Passage provided.
◆ ◆ ◆ ◆ ◆ ◆ ◆

CAA-NCR What’s Up in Lit in Ottawa, April 25 to May 8, 2016

CAA LOGOhttps://commons.wikimedia.org/wiki/File:Parliament_Ottawa_Canada.jpg

NATIONAL CAPITAL REGION BRANCH (OTTAWA)

BIWEEKLY NOTICES FOR TWO WEEKS:  April 25 TO May 8, 2016

 Need more information on CAA-NCR?  Visit us at http://canadianauthors.org/nationalcapitalregion/

 TO ALL READERS: Please send all submissions & event notices in the body of an email; (the text needs to permit copy and paste. Exceptions: Accompanying images such as photos and book cover) to Carol Stephen at cstephen0@gmail.com

 

MEETINGS AND EVENTS

 CAA-NCR MAY MEETING: NATIONAL CAPITAL WRITING CONTEST (NCWC) AWARDS NIGHT

 DATE: Monday, May 9, 2016  (NOTE DAY CHANGE FOR THIS MEETING ONLY)
TIME: 7:00 – 9:00 pm
LOCATION:  Ottawa Public Library, Main Branch, 120 Metcalfe at Laurier, in the auditorium (downstairs)

CAA-NCR will present awards to the winning entries in the 2016 National Capital Writing Contest.

◆ ◆ ◆ ◆ ◆ ◆ ◆

Check your understanding.
a) In the CAA-NCR events notice, where will the May meeting take place?
b) Summarize the CAA-NCR events notice in two sentences.
c) Continue the CAA-NCR events notice from its last line.
The records after this point are separate from the CAA-NCR events notice.

◆ ◆ ◆ ◆ ◆ ◆ ◆

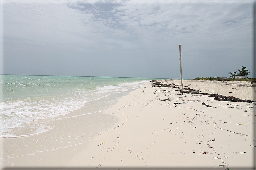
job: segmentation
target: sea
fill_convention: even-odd
[[[134,89],[157,79],[23,75],[0,76],[0,138],[19,137],[9,133],[24,124],[68,114],[88,102]]]

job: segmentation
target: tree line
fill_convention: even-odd
[[[235,79],[235,76],[248,76],[249,75],[249,73],[250,73],[248,69],[246,68],[247,67],[244,67],[243,66],[242,67],[242,69],[240,70],[240,69],[238,69],[238,71],[239,71],[239,73],[237,73],[237,71],[234,71],[233,73],[229,73],[229,74],[231,74],[231,75],[229,76]]]

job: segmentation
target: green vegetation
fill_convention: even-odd
[[[245,79],[245,78],[239,78],[235,79],[235,76],[247,76],[249,75],[250,72],[248,70],[248,69],[246,68],[247,67],[244,67],[243,66],[242,66],[242,69],[241,70],[238,69],[238,71],[239,73],[237,73],[237,71],[234,71],[233,73],[229,73],[229,74],[231,75],[229,77],[231,78],[228,78],[228,81],[246,81],[249,82],[256,82],[256,78],[249,78],[248,79]],[[197,77],[193,79],[193,80],[214,80],[216,81],[223,81],[223,79],[221,79],[218,77]]]
[[[235,76],[248,76],[249,75],[249,73],[250,73],[248,69],[246,68],[247,67],[244,67],[243,66],[242,66],[242,69],[240,70],[240,69],[238,69],[238,71],[239,71],[239,73],[237,73],[237,72],[234,71],[233,73],[229,73],[229,74],[231,75],[229,76],[229,77],[233,78],[233,79],[235,79]]]

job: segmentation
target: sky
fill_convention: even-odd
[[[254,1],[0,1],[2,74],[179,79],[180,44],[183,79],[253,72]]]

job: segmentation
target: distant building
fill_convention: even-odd
[[[242,79],[242,78],[248,79],[248,78],[245,76],[235,76],[235,79]]]

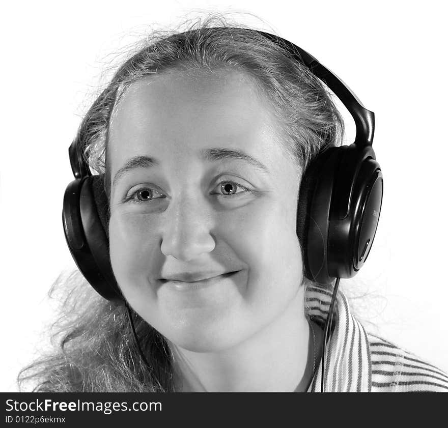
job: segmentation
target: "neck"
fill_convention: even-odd
[[[230,349],[194,352],[172,344],[178,390],[306,390],[313,375],[314,350],[303,293],[302,287],[277,319]],[[315,325],[314,329],[318,348]]]

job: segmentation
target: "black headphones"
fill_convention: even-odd
[[[335,278],[350,278],[363,265],[372,248],[382,200],[383,176],[372,147],[374,113],[309,53],[277,36],[257,32],[304,64],[341,100],[354,120],[354,142],[324,149],[304,172],[297,219],[306,276],[323,284]],[[78,139],[69,148],[75,180],[64,197],[66,239],[76,265],[92,286],[104,298],[123,302],[110,266],[104,175],[92,175]]]

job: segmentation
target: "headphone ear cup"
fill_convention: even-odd
[[[72,181],[64,198],[63,222],[67,244],[89,283],[104,298],[124,301],[110,266],[107,225],[108,203],[103,176]]]
[[[328,232],[328,272],[351,278],[372,248],[381,211],[383,176],[371,146],[347,146],[333,191]]]
[[[346,147],[328,147],[321,152],[300,183],[297,233],[305,276],[323,284],[333,279],[328,272],[328,219],[335,171]]]

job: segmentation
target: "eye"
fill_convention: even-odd
[[[157,195],[160,195],[160,196],[157,196]],[[166,196],[151,187],[141,187],[130,195],[127,200],[139,204],[148,202],[154,199],[160,199],[163,197],[166,197]]]
[[[237,191],[238,188],[242,189],[240,191]],[[232,197],[233,195],[239,195],[242,193],[249,192],[251,191],[247,187],[236,183],[234,181],[226,180],[225,181],[221,181],[219,183],[215,189],[217,188],[219,193],[213,193],[214,194],[218,194],[219,196],[223,196]]]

◆ ◆ ◆ ◆ ◆ ◆ ◆

Responses.
a) At the Ottawa Public Library, Main Branch, 120 Metcalfe at Laurier, in the downstairs auditorium.

b) The National Capital Region branch of CAA lists its literary notices for April 25 to May 8, 2016, and asks that submissions and event notices go to Carol Stephen in the body of an email. Its May meeting, the National Capital Writing Contest awards night, will be held on Monday, May 9, 2016, from 7:00 to 9:00 pm at the Ottawa Public Library's Main Branch, where awards will go to the winning entries in the 2016 contest.

c)
The 1st, 2nd, and 3rd place winners in the Poetry and Short Story categories will read their winning entries, selected from among some of the finest writers in Ontario and Quebec.

We encourage everyone to attend, meet and mix with welcoming, friendly, compassionate, understanding writers of all genres and styles, and enjoy the refreshments.

Come and spend a fun two hours with us.


CANADIAN AUTHORS ASSOCIATION NEWS FROM NATIONAL

 Canadian Authors Emerging Writer Award  DEADLINE: April 30, 2016

Reminder: This award is for a Canadian writer under 30 deemed to show exceptional promise in the field of literary creation.  For guidelines and entry form, go to Submit for an Award

, where you’ll see info about all our literary awards. (Remember to scroll down to access the Emerging Writer Award details, guidelines and entry form.)

 

CANADIAN WRITERS’ SUMMIT 2016 June 15–19, 2016

 REGISTER NOW!

 What’s better than a writers’ conference organized by a writing organization? How about a writers’ superconference organized by over a dozen writing industry groups?

The Canadian Writers’ Summit will be a four-day event encompassing professional development seminars, panels, keynote presentations, policy discussions, public lectures, networking opportunities and social gatherings – in short, something for everyone. It will also include a day of programming from the annual Book Summit, which focuses on the publishing side of our sector.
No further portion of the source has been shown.